Records supplied →
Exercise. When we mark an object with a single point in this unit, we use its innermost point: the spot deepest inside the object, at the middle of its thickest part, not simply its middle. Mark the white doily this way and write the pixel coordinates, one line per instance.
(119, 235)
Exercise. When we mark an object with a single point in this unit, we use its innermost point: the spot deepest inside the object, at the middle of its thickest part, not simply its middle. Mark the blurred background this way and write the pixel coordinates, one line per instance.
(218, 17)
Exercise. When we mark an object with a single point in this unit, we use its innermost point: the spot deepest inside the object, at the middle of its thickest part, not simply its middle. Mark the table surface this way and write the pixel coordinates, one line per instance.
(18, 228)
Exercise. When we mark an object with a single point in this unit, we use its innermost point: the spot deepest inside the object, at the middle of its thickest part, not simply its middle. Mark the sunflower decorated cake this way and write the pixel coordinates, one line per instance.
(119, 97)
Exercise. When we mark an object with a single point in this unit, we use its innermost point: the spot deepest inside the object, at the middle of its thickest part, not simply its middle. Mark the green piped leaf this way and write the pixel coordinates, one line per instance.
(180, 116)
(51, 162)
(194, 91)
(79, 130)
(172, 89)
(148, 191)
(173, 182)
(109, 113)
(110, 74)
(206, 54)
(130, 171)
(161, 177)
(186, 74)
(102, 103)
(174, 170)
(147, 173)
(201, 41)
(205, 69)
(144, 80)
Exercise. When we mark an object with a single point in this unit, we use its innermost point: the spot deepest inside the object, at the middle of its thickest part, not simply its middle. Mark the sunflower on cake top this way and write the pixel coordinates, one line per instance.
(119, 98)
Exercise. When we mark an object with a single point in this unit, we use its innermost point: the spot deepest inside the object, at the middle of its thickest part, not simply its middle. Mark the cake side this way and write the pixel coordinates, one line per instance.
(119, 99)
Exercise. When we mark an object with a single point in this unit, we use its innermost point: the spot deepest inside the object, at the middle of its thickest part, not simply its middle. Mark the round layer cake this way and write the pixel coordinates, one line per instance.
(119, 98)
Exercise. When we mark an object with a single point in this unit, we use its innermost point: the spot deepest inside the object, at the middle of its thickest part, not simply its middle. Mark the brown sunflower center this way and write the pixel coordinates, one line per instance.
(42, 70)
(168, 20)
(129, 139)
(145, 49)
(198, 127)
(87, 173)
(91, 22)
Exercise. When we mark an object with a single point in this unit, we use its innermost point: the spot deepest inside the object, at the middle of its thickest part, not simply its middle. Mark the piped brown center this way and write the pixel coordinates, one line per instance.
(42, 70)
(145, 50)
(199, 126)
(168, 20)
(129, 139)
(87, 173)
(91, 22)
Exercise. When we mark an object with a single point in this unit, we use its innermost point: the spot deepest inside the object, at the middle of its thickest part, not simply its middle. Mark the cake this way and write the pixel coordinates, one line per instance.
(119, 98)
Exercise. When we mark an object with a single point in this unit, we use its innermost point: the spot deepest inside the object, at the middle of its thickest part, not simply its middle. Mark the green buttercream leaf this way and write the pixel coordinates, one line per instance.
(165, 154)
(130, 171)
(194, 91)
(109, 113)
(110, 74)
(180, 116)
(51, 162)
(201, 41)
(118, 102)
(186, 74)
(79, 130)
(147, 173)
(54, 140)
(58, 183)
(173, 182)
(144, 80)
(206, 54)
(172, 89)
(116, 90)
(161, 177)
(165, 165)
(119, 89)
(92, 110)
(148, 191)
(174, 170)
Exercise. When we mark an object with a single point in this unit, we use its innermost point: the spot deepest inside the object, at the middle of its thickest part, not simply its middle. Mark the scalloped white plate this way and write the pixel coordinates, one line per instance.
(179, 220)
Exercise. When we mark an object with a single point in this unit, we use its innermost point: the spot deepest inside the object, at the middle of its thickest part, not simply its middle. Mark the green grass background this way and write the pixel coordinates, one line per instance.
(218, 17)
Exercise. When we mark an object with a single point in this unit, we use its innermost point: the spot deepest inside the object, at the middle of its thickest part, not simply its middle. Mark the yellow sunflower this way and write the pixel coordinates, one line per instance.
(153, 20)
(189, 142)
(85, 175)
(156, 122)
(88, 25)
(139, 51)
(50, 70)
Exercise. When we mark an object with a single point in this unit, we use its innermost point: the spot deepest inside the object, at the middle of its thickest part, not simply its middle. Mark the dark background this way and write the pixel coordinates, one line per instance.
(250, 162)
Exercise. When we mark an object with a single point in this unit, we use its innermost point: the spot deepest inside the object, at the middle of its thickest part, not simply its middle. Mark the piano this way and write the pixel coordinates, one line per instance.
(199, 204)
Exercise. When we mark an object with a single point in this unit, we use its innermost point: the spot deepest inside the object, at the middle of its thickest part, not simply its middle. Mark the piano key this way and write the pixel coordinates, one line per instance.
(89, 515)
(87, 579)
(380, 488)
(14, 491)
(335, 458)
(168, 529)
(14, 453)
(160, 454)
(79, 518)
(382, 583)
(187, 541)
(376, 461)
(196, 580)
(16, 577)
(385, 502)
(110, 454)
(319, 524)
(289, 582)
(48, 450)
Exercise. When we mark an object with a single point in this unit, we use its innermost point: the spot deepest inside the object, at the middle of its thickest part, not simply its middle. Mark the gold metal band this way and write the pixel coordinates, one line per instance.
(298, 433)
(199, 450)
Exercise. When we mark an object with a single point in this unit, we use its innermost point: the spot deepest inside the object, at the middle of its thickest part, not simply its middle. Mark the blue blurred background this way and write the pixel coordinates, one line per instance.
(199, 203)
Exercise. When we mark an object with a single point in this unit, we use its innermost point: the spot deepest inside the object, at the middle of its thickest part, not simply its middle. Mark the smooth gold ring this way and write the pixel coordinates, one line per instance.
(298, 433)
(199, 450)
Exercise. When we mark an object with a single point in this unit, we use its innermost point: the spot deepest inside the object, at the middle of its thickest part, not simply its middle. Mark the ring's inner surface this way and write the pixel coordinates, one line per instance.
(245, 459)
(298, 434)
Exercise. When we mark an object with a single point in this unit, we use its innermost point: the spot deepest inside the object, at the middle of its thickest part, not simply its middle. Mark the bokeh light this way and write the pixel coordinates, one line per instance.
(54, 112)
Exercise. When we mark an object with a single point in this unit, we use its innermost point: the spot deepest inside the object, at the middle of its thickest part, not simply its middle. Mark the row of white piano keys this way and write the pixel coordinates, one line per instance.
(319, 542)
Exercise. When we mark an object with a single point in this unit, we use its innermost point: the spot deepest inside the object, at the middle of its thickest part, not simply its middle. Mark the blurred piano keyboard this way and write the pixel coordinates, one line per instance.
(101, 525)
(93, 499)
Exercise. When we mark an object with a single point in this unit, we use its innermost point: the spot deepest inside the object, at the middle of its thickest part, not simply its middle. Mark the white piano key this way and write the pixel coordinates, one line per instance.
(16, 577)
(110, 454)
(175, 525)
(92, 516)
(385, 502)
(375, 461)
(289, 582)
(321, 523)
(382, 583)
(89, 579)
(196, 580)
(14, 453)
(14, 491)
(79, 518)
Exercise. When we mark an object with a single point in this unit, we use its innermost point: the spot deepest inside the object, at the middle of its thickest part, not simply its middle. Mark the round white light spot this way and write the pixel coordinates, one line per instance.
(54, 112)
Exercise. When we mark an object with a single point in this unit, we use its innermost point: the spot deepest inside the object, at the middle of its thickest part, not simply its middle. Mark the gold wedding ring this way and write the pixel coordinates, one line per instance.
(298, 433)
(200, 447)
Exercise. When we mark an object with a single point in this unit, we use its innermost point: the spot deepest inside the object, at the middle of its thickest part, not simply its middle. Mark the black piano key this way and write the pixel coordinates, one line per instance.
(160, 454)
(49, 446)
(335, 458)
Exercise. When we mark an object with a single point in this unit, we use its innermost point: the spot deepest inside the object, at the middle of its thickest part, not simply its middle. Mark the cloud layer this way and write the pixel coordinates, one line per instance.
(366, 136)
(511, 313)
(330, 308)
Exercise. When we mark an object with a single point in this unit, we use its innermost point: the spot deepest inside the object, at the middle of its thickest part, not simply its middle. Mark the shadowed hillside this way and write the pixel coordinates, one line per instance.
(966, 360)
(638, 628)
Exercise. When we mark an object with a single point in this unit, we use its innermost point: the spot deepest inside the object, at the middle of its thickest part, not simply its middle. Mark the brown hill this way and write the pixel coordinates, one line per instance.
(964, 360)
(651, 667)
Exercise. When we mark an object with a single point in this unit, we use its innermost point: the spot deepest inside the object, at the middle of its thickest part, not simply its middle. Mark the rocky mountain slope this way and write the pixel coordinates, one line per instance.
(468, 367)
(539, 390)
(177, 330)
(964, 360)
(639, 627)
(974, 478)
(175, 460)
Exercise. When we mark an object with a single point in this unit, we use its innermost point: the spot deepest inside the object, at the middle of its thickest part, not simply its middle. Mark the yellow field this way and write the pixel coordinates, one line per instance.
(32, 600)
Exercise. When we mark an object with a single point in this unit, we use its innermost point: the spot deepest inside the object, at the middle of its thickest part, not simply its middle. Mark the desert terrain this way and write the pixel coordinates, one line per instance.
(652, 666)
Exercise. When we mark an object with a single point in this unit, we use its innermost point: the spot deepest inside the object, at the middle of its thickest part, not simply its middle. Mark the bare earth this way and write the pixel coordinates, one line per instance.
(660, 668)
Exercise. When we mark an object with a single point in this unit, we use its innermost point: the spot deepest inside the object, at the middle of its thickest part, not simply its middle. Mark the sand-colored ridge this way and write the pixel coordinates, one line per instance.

Brief →
Only the lines from the one with "Mark the bare" through the end of the data belong in the answer, each reproduced exactly.

Task answer →
Exercise. When we mark an object with a single point in this unit, we use its innermost point: the spot deepest inside the object, at the middle of its thickest part, not simply its middle. Mark the bare earth this way and write the pixel coordinates, one line per instance.
(660, 668)
Exercise. When we mark an object with a single point in this unit, we use its innermost point: the spot deepest inside the object, at the middle of its thickest part, not simply its middle. Mark the sand-colored ridge this way and write the pixel coordinates, one line per instance.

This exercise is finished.